Copy every one of the lines below, without changing a single character.

___ Data supplied ___

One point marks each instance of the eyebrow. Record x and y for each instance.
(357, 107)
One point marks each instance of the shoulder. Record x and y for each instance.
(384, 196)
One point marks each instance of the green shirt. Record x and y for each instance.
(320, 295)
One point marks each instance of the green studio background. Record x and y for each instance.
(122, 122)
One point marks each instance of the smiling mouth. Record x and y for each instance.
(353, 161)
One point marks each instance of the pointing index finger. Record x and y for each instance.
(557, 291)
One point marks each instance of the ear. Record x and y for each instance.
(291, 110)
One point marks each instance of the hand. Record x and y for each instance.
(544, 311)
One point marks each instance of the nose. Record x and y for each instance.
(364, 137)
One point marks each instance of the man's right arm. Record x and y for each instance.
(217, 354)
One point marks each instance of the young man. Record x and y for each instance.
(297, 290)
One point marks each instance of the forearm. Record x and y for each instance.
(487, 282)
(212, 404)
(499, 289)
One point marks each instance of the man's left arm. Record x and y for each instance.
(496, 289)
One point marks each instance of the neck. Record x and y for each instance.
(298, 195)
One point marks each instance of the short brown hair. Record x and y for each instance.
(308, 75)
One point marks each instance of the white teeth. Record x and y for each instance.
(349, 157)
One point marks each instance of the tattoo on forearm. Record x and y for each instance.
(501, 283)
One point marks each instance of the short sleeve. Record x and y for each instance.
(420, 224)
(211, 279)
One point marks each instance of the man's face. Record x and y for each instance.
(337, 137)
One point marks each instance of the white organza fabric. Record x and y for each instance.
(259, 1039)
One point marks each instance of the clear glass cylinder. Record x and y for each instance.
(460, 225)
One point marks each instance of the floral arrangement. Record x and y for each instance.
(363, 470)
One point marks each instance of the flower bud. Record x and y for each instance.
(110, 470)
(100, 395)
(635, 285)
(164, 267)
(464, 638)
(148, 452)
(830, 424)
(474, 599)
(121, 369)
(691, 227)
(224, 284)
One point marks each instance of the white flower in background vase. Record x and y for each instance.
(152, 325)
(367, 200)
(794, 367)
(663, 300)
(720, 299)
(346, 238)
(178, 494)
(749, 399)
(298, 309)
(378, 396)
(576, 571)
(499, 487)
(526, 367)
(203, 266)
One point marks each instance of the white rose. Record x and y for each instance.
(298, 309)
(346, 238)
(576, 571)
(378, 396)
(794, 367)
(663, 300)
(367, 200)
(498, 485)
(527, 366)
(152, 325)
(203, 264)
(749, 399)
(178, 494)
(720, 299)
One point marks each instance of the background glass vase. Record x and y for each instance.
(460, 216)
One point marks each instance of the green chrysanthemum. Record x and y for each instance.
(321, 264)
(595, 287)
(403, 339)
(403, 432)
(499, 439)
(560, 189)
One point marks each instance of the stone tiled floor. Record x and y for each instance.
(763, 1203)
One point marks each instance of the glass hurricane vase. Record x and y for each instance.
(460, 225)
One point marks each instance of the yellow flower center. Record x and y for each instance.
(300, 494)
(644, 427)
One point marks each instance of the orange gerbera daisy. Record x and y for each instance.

___

■ Answer to the exercise ■
One point marks each instance of the eyebrow. Record x and y for each instance.
(357, 107)
One point marks each instance of the shoulder. Record x and y for each instance.
(384, 196)
One point marks each instance of the green shirt. Record x and y for each instance.
(320, 295)
One point marks each instance of the green studio background. Record x and y for each instance.
(122, 122)
One point marks each instance of the smiling mouth. Record x and y for each instance.
(353, 161)
One point marks each instance of the pointing index finger. Record x and y for each instance.
(557, 291)
One point marks each instance of the ear. Record x and y for each instance.
(291, 110)
One point marks each instance of the hand. Record x and y for each instance.
(544, 311)
One point marks each instance of the nose. Record x and y for each instance.
(364, 137)
One point marks each instance of the man's right arm. Record x and y for each instance.
(217, 354)
One point marks each instance of the young man. Record x and y for each instance.
(297, 290)
One point marks each instance of the forearm. Record x and y for each instance.
(487, 282)
(212, 404)
(499, 289)
One point marks each instance of the man's left arm. Record x and y for each instance.
(496, 289)
One point marks each instance of the neck. Record x and y for each instance.
(298, 195)
One point marks each instance of the short brown hair. Record x and y for each instance.
(308, 75)
One point marks each instance of the white teeth. Record x and y for each instance.
(349, 157)
One point marks each instance of the tattoo on forearm. Record x and y for each instance.
(501, 283)
One point marks each instance of the short sleeve. Record x and y for each instance.
(420, 224)
(211, 279)
One point marks each instance of the man's face. Record x and y for each instance.
(337, 137)
One point marks each instance of the white organza fabric. Record x and y for each instance.
(259, 1039)
One point marks each instance of the clear glass cylinder. Record x and y for each instance.
(460, 225)
One point marks each instance of the floral arrangement. Record x and y for each instance.
(363, 470)
One point marks each instance of the flower bud. Record x and y for each instance.
(110, 470)
(100, 395)
(635, 285)
(164, 267)
(464, 638)
(148, 452)
(830, 424)
(474, 599)
(121, 369)
(691, 227)
(224, 284)
One point marks each instance of the white flower in background vase. Record x and y for each instance.
(152, 325)
(367, 200)
(794, 367)
(663, 300)
(720, 299)
(346, 238)
(178, 494)
(749, 399)
(298, 309)
(378, 396)
(576, 571)
(499, 487)
(526, 367)
(203, 266)
One point marks each instance of the white rose. Record x and y for each instance.
(298, 309)
(346, 238)
(576, 571)
(378, 396)
(794, 367)
(663, 300)
(367, 200)
(498, 485)
(527, 366)
(152, 325)
(203, 264)
(749, 399)
(178, 494)
(720, 299)
One point marks each instance of the background glass vase. Record x and y for each instance.
(460, 216)
One point marks each instance of the green chrysanthemum. Record x and y for each instance.
(321, 264)
(595, 287)
(403, 339)
(403, 432)
(499, 439)
(560, 189)
One point marks each instance of the stone tiled floor. Record x and y for each instance.
(763, 1203)
One point marks each instance of the glass hurricane vase. Record x and y for each instance.
(460, 225)
One point marks each instance of the yellow flower center. Record x and y for each instance.
(300, 494)
(644, 427)
One point marks each instance of the orange gerbera daisy. Record x and y for each instance.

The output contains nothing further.